• TO DO:
Please count the lines in the material below that contain the string "black", with case counting, and give only the number.

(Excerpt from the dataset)

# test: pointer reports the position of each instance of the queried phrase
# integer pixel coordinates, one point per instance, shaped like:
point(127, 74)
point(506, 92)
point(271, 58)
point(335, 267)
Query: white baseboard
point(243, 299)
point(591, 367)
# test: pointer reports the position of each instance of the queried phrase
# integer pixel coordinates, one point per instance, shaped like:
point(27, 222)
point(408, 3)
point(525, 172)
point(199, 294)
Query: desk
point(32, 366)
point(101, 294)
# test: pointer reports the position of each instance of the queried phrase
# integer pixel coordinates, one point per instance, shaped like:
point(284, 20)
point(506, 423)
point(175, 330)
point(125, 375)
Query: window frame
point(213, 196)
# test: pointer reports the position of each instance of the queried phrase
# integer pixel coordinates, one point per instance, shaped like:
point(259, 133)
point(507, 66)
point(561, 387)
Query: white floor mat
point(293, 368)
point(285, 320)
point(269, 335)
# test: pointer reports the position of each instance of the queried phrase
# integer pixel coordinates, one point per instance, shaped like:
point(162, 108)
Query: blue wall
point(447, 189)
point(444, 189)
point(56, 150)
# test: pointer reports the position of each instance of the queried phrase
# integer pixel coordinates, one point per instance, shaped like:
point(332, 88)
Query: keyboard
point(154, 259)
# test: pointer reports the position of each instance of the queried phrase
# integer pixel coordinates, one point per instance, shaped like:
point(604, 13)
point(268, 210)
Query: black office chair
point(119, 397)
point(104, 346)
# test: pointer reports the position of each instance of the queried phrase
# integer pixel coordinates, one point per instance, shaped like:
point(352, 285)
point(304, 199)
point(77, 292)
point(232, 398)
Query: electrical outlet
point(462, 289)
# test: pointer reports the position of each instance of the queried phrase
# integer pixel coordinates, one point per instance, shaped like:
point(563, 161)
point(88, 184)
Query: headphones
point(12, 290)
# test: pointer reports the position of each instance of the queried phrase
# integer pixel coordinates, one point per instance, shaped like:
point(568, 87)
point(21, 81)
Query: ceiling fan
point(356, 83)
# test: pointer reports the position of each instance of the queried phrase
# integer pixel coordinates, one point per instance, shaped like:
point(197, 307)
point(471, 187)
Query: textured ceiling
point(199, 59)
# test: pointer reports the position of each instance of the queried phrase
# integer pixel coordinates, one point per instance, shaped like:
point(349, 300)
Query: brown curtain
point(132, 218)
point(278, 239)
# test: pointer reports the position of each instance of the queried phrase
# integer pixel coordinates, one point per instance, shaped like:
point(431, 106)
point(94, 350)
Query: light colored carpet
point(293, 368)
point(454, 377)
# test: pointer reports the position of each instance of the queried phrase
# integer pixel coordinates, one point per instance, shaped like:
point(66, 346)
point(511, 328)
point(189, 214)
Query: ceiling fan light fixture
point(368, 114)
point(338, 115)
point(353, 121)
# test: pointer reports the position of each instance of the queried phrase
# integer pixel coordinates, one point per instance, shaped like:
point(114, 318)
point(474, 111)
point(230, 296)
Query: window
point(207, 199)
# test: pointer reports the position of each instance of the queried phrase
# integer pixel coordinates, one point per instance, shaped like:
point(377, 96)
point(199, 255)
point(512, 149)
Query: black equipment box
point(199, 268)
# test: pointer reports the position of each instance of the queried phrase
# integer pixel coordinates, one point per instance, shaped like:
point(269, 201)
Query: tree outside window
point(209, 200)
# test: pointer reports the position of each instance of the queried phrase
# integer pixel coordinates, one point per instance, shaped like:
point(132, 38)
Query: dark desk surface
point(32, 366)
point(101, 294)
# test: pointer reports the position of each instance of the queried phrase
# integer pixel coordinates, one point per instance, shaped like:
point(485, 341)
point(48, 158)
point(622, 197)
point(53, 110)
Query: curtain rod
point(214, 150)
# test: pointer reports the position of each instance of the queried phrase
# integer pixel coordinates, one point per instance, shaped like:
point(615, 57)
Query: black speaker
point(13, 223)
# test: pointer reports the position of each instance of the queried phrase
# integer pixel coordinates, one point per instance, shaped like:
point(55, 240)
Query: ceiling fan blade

• ANSWER TO THIS PROBLEM:
3